■ Page excerpt:
🚀 RAG-TUI v0.0.3 Beta

The Terminal App That Makes Chunking Actually Fun

"I used to stare at my RAG pipeline wondering why it sucked. Then I found RAG-TUI and realized my chunks were the size of War and Peace." - A Developer, Probably

🎭 What Even Is This?

RAG-TUI is a beautiful terminal-based debugger for your Retrieval-Augmented Generation (RAG) pipelines. It's like having X-ray vision for your text chunking.

You know that feeling when your LLM hallucinates because your retrieval returned garbage? Yeah, this fixes that.

┌─────────────────────────────────────────────────────────────────┐
│  RAG-TUI v0.0.3 Beta                                            │
├─────────────────────────────────────────────────────────────────┤
│  📝 Input   🎨 Chunks   🔍 Search   📊 Batch   ⚙️ Settings      │
│                                                                 │
│  Your text, but now with ✨ colors ✨ and 📊 metrics 📊        │
│                                                                 │
│  Chunk Size: [◀] [200] [▶]  ████████░░░░░░  tokens              │
│  Overlap:    [◀] [10]  [▶]  ██░░░░░░░░░░░░  %                   │
│                                                                 │
│  ⚡ 5 chunks                                                    │
└─────────────────────────────────────────────────────────────────┘

📸 Screenshots

Input Tab	Chunks Tab

Search Tab	Chat Tab

🤔 Why Should I Care?

The Problem

You're building a RAG app. You chunk your documents. You embed them. You search. And then...

User: "What's the company's refund policy?"
LLM: "Based on the context, your refrigerator appears to be running."

The Solution

See exactly how your text is being chunked. Tweak parameters in real-time. Test queries. Export settings. Actually understand what's going on.

⚡ Quick Start (30 Seconds, I Promise)

Install

pip install rag-tui

Run

rag-tui

That's It

No really. You're done. Press L to load sample text and start playing.

🎨 Features (The Good Stuff)

1. 🧩 Six Chunking Strategies

Because one size definitely does NOT fit all.

Strategy	Best For	Vibe
Token	General text	"I count tokens for breakfast"
Sentence	Articles, docs	"Periods are sacred"

■ Raw data:
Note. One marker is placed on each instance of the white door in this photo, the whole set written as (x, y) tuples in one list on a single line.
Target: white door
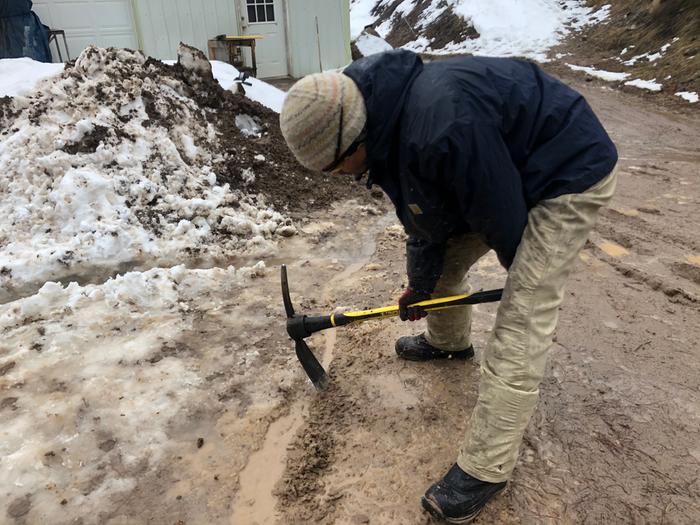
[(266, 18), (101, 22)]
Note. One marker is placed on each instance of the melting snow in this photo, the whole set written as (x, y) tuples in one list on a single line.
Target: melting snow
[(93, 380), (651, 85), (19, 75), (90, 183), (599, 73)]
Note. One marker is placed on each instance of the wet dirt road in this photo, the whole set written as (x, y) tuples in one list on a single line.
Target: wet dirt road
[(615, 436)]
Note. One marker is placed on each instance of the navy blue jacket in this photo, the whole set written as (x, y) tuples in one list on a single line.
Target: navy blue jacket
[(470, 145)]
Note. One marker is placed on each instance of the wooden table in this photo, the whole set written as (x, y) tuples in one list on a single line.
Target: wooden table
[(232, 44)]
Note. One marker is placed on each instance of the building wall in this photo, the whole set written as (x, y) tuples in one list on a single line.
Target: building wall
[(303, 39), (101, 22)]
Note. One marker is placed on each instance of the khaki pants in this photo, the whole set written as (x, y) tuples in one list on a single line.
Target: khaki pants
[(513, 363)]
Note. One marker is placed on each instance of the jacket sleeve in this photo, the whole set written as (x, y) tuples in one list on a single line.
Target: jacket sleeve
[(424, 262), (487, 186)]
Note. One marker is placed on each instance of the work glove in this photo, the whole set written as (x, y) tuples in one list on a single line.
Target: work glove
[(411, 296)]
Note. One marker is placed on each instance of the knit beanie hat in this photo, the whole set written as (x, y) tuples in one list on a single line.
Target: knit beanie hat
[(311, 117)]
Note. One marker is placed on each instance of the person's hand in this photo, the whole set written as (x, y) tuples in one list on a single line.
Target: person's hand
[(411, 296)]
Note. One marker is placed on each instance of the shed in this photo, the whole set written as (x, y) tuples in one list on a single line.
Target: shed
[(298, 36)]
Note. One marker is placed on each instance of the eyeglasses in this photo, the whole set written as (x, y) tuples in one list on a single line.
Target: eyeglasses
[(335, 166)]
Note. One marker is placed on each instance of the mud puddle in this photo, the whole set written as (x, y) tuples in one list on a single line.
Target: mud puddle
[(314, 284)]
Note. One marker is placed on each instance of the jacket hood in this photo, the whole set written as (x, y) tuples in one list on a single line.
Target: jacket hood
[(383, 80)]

--

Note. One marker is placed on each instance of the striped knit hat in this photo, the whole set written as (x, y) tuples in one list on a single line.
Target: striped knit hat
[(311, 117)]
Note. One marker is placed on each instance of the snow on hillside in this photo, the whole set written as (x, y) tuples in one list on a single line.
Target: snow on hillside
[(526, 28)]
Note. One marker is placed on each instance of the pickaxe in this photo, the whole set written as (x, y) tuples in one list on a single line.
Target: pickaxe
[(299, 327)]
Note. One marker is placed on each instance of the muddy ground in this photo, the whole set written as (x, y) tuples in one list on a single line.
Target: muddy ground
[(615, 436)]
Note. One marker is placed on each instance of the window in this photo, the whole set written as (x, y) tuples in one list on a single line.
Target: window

* * *

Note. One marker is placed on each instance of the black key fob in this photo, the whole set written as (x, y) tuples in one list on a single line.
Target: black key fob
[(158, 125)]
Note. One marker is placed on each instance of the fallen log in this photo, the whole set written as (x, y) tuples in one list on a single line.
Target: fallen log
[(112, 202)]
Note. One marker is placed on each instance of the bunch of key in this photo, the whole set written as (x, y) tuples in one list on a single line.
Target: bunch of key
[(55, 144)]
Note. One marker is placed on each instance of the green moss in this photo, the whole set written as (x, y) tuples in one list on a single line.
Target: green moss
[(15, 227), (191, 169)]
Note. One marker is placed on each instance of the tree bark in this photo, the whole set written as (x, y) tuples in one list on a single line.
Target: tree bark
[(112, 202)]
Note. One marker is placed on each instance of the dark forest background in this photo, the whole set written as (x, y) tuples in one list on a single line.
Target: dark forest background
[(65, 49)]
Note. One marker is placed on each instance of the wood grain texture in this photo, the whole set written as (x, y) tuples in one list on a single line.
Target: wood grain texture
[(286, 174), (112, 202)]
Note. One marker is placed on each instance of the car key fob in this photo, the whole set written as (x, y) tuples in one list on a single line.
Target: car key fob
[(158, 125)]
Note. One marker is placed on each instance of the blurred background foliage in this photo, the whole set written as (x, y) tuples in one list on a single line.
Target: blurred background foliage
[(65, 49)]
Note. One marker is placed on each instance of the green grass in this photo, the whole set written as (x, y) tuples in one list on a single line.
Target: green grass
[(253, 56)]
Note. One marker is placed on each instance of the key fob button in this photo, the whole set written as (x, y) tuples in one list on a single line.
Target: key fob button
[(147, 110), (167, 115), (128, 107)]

■ Task directions:
Rewrite the paragraph of the RAG-TUI page that begins "See exactly how your text" as a short bulleted list that keeps its main points. The rows have no connection to the RAG-TUI page.

■ Reply to the exercise:
- See how text is chunked
- Adjust parameters in real time
- Test queries
- Export settings
- Understand what is happening